Using the project description that follows, decide whether each statement agrees with it, and back each yes or no with the deciding words quoted from the text. 1. Teams are asked to build complex models from the cleaned data. 2. The exported cleaned file must be named data_clean.csv. 3. Each team must pick a data set that no other team is using.

- [SOURCE DOCUMENT]:
--------
Mini Project 2

Data Wrangling, Reproducibility, and Pipelines

Mini Project

Modified

April 23, 2026

Overview

In Mini Project 1, your team explored a data set and told a short story with visuals. In this second mini project, your team takes on a different role: data rescue team.

Your job is to take a messy, incomplete, or hard to use data set and turn it into a clean, trustworthy table that someone else could actually use for analysis.

Think of this as a handoff project. You are not the final analyst. Instead, your team is preparing the data so that another student, researcher, journalist, or organization could use it with confidence.

Identifying problems in a raw data set
Building a simple, readable cleaning pipeline
Checking that your cleaned data makes sense
Explaining your choices in plain language
Preparing a cleaned table that is ready for the next step of analysis

This is a data wrangling project. Focus on cleaning, organizing, and documenting your data. Do NOT do complex modeling. Keep any analysis brief and descriptive.

What you will submit

Show, in your Posit Cloud,

The rendered HTML report
The complete version of this source qmd file
Any raw data file you used, only if it is not a built in package data set
One exported cleaned data file named data_clean.csv

What you will present

A 10 minute team presentation that explains

What was messy or unclear in the original data
What your cleaning pipeline did
Why the final cleaned table is more trustworthy and useful
Who the cleaned table is for
What someone could do next with the cleaned data

Team Info

Team Name: Your Team Name
Case title: Give your project a short, interesting title
Team members and roles for this project:
1. Project lead (keeps time, coordinates tasks): Your Member Name(s)
2. Pipeline builder (writes and organizes the cleaning code): Your Member Name(s)
3. Quality checker (checks missing values, duplicates, odd values): Your Member Name(s)
4. Documentation writer (explains steps and prepares presentation): Your Member Name(s)

Step 1: Choose a data set

Choose one option below. Two teams may use the same data set.
--------
- [DATA SHOWN]:
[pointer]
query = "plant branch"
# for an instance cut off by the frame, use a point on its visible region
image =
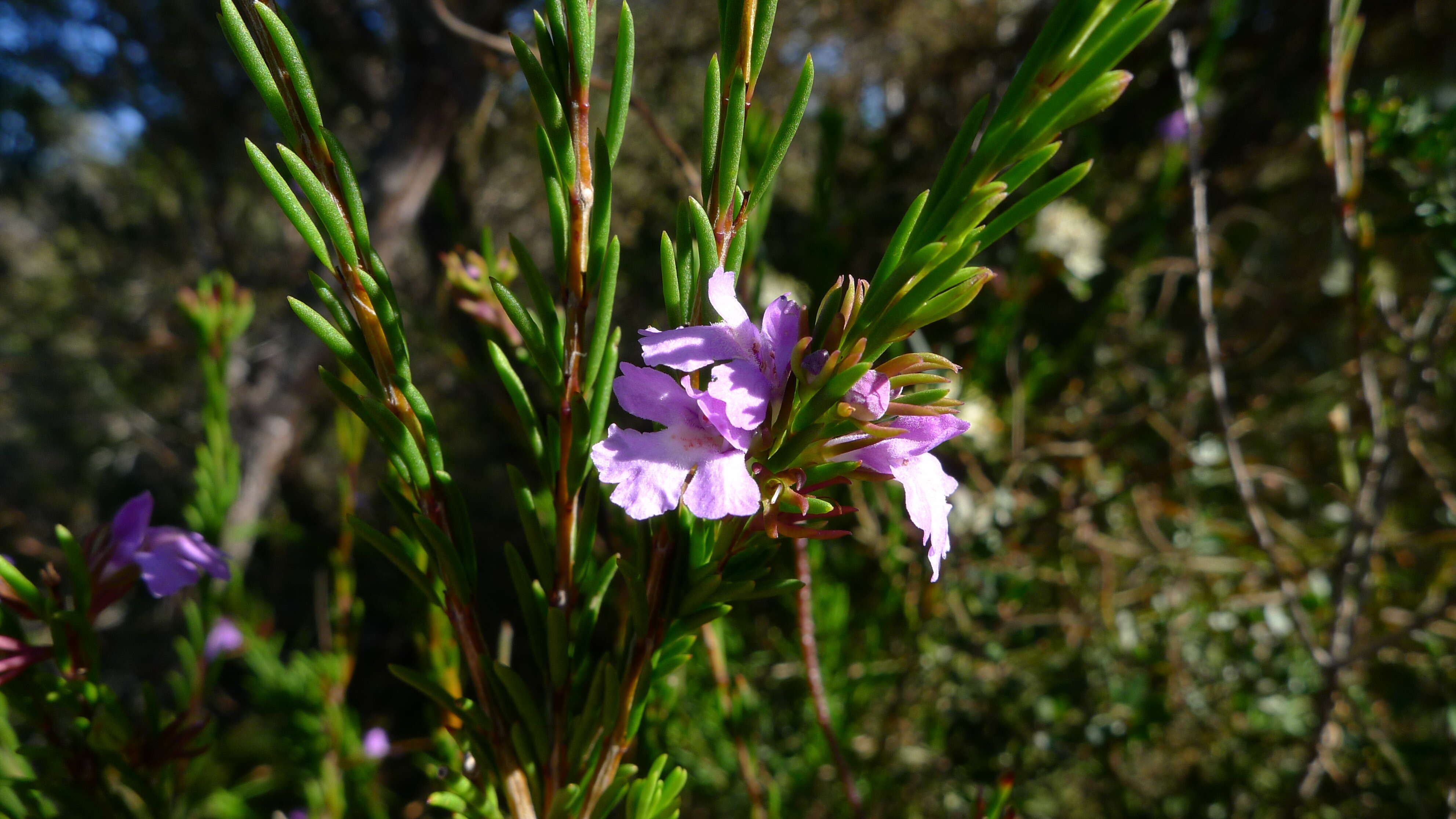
--------
- [CORRECT RESULT]:
1. No: "Do NOT do complex modeling."
2. Yes: "One exported cleaned data file named data_clean.csv"
3. No: "Two teams may use the same data set."